**YOUR INSTRUCTIONS:**
Down to the last line, repeat the data below exactly.

*** Opening STUDY MATERIAL ***

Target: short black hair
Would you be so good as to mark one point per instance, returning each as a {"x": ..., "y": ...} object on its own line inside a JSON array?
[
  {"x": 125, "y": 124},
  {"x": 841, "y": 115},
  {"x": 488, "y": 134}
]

*** Closing STUDY MATERIAL ***

**TASK OUTPUT:**
Target: short black hair
Would you be so good as to mark one point per instance, returning each as a {"x": ..., "y": ...} object on its own line inside a JSON array?
[
  {"x": 125, "y": 124},
  {"x": 841, "y": 115},
  {"x": 488, "y": 134}
]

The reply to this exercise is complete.